▶ Assignment:
Transcribe the passage about Peter's diagnosis and treatment, everything from "The next few" down to "schizophrenia with depression.".
Text: Begin
The next few years were a crazy quilt of college classes and part-time jobs from which Peter was invariably fired for erratic performance. He moved constantly, and his parents paid his overdue rent more than once to spare him from being evicted. Finally, during Christmas break in 1990, Peter's brother, James, confronted his parents and strongly suggested that Peter get a psychiatric evaluation. They were, James recalls, initially indignant--no doubt remembering the horrific treatment Emma Beale had suffered. But a few months later, the Beales brought Peter to a local hospital, where he signed himself into the psychiatric ward for observation. He stayed 10 days and started taking antipsychotic medications. The diagnosis: paranoid schizophrenia with depression.

Although Peter was finally getting treatment, the future seemed scarier than ever. Velma recalls one particularly poignant and lucid conversation at the hospital, in which her son wondered, "Is this it? Does this mean my life's over and I'll never do anything again?" Because Peter was an adult--and hadn't signed away his right to privacy--the hospital staff didn't tell his parents much about his condition. They had little idea what they were dealing with or what was to come.
Text: End
Dataset: Begin
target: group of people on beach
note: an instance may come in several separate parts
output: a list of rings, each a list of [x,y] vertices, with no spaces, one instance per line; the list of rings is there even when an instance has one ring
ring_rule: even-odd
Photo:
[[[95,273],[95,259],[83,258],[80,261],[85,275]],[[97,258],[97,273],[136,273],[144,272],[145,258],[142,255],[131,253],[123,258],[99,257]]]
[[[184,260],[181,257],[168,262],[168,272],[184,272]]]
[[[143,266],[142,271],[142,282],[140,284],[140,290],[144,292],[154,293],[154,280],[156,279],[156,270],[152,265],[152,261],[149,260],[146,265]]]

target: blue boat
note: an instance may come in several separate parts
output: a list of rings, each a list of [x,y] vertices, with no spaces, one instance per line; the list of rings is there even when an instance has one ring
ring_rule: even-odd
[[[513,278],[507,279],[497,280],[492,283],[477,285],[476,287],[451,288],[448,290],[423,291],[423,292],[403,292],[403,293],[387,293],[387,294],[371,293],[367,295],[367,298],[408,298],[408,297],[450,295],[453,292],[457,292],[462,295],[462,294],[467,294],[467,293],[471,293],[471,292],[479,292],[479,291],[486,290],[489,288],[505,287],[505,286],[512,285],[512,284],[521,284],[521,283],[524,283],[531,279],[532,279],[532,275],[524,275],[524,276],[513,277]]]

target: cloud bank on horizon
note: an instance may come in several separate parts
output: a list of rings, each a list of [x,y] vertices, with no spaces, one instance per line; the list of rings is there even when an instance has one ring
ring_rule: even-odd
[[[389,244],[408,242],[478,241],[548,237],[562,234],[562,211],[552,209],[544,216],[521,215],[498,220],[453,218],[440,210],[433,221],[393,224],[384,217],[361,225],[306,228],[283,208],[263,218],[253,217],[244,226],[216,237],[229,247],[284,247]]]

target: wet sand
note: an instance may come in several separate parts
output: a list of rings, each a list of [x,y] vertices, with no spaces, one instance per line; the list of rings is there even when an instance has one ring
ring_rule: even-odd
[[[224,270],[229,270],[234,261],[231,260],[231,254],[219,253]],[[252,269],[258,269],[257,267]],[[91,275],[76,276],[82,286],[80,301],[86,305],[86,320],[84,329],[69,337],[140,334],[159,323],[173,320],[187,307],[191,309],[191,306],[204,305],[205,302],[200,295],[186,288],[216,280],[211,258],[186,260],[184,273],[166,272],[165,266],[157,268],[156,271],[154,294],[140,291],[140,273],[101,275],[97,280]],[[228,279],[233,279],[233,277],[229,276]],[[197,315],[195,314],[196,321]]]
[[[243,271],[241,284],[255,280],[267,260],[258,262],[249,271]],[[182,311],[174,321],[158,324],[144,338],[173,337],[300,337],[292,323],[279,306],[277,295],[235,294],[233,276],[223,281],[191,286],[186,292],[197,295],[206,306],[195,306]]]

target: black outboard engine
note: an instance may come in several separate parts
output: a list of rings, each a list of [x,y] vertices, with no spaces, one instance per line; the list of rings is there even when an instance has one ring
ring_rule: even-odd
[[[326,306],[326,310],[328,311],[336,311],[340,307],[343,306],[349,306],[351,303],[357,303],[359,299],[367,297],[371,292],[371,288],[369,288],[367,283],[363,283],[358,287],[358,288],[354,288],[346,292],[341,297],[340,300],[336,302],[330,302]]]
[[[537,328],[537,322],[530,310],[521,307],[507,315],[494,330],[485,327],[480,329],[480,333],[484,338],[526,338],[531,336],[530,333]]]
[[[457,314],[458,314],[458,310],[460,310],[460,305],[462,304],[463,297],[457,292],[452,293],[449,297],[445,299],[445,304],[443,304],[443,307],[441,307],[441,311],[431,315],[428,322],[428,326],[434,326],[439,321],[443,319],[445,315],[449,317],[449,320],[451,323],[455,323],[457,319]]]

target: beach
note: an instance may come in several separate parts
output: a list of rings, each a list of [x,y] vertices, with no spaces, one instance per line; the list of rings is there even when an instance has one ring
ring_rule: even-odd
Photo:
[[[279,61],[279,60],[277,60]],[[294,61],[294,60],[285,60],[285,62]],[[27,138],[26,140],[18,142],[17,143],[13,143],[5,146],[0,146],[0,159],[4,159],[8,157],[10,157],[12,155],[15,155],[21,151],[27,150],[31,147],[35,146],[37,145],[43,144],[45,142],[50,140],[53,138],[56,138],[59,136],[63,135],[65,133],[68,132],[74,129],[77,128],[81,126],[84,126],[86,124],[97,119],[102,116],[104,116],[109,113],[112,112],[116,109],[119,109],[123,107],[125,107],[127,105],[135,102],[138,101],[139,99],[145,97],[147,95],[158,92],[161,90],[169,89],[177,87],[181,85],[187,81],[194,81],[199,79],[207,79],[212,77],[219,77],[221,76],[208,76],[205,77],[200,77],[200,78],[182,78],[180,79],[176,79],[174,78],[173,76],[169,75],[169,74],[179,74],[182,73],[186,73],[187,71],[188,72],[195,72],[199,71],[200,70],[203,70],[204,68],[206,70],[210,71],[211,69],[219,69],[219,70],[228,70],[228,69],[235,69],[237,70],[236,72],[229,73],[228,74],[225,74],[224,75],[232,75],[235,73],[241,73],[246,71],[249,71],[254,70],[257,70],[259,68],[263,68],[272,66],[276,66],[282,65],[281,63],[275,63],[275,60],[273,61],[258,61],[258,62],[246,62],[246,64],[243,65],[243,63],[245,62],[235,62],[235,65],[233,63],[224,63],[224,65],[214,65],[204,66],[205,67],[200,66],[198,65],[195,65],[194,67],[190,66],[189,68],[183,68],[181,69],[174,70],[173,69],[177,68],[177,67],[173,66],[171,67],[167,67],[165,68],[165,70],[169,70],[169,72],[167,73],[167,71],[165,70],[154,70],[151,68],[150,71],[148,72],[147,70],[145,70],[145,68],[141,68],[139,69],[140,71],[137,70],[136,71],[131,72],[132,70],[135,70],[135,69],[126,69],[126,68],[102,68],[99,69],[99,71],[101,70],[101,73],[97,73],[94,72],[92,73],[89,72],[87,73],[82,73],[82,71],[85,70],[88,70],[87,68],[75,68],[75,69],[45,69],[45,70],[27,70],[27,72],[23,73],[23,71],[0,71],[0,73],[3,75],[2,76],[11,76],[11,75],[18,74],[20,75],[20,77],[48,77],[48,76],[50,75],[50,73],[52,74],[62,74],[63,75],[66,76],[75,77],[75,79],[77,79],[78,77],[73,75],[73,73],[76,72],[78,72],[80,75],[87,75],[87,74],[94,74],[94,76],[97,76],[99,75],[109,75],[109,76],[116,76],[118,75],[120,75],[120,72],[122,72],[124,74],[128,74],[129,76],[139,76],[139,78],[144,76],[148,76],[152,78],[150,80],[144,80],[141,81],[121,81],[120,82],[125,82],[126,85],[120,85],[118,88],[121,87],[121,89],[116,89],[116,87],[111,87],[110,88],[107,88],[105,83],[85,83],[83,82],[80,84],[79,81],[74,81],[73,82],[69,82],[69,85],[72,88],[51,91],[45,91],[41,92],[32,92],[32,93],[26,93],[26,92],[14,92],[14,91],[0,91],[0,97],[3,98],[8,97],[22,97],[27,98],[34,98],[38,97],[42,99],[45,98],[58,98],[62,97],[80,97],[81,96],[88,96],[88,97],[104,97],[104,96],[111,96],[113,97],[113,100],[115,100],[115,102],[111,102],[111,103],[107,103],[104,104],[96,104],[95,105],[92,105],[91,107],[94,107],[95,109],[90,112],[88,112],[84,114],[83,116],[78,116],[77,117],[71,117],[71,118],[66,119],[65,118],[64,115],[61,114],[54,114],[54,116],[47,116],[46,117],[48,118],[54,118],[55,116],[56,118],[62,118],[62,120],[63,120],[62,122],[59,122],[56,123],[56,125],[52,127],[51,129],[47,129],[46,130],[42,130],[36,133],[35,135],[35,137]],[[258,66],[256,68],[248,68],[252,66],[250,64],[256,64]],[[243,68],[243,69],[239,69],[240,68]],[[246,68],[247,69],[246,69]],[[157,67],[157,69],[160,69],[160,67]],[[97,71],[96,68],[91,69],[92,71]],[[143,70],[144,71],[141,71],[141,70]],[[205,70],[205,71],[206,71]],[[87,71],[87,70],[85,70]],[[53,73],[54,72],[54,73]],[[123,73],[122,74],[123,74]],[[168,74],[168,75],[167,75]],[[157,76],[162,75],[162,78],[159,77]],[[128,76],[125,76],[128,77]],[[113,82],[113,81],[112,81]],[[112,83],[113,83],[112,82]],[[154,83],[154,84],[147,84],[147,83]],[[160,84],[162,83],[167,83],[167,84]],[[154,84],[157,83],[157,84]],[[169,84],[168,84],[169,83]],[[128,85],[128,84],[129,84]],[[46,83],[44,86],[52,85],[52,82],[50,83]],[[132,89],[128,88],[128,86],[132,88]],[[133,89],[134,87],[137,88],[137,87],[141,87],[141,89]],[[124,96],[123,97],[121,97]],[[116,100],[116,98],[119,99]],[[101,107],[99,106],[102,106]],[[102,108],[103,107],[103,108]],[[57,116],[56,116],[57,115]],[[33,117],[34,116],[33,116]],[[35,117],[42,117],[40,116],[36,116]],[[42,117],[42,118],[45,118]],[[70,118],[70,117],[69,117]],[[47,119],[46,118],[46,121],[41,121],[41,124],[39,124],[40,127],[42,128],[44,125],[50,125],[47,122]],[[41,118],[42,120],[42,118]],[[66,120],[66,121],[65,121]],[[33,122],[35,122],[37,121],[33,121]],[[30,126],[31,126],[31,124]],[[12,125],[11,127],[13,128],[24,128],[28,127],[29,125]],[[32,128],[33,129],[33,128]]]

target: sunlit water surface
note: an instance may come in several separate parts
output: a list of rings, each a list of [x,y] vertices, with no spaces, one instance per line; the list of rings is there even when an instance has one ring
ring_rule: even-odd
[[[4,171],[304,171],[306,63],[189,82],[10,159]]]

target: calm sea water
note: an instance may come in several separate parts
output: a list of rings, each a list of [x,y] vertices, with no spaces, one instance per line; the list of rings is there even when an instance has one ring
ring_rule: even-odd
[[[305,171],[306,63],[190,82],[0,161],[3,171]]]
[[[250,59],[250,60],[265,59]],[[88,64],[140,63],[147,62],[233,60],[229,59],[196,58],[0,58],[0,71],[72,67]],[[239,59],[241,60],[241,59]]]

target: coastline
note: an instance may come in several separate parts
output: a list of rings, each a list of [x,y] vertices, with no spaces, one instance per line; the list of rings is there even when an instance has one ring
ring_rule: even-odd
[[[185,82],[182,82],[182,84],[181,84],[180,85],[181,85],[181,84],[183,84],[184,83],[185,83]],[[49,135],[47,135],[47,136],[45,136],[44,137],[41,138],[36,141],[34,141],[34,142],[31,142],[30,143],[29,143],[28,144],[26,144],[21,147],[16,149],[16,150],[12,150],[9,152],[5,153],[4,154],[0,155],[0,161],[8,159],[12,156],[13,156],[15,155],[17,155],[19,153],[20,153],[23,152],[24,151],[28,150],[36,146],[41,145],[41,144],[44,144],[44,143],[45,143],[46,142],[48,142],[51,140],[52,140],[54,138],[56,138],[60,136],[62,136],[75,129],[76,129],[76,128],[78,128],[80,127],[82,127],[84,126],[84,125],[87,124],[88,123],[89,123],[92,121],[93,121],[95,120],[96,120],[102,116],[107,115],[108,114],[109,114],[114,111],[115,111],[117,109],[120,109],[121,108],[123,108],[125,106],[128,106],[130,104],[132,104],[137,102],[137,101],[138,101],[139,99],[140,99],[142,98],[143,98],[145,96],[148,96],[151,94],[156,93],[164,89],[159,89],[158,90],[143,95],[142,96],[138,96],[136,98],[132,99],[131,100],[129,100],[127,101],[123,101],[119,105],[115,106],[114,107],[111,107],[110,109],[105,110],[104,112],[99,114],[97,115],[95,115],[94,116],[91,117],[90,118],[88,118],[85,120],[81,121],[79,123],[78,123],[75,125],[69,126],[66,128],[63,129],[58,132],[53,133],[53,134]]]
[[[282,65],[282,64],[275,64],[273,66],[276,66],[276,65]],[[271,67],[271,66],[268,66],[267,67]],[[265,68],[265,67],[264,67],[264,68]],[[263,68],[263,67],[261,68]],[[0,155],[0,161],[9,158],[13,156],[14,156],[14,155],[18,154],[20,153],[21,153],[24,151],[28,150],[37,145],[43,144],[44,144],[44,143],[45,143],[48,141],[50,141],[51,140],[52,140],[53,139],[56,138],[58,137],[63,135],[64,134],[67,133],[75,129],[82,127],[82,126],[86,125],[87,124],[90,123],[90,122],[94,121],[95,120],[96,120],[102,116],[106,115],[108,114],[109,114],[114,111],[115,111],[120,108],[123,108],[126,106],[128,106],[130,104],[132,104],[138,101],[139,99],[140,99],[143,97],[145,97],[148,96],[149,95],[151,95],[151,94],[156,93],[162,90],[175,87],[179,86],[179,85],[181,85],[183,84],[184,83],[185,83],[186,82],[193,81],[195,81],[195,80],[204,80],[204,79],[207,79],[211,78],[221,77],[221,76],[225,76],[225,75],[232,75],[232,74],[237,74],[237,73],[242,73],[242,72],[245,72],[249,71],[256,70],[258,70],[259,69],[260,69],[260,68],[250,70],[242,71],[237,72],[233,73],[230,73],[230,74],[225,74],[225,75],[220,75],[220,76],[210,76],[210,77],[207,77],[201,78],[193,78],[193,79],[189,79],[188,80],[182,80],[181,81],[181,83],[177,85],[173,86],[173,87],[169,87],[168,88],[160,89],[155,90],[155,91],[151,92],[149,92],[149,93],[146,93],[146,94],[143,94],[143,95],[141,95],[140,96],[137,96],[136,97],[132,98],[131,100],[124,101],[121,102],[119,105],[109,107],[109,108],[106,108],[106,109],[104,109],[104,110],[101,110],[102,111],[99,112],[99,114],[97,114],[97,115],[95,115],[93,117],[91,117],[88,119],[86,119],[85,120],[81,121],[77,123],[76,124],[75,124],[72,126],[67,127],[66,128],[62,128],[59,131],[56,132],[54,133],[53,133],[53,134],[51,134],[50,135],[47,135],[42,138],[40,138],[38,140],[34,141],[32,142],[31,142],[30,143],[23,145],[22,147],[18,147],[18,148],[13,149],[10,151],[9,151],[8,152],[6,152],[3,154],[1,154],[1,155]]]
Dataset: End
▶ Solution to this task:
The next few years were a crazy quilt of college classes and part-time jobs from which Peter was invariably fired for erratic performance. He moved constantly, and his parents paid his overdue rent more than once to spare him from being evicted. Finally, during Christmas break in 1990, Peter's brother, James, confronted his parents and strongly suggested that Peter get a psychiatric evaluation. They were, James recalls, initially indignant--no doubt remembering the horrific treatment Emma Beale had suffered. But a few months later, the Beales brought Peter to a local hospital, where he signed himself into the psychiatric ward for observation. He stayed 10 days and started taking antipsychotic medications. The diagnosis: paranoid schizophrenia with depression.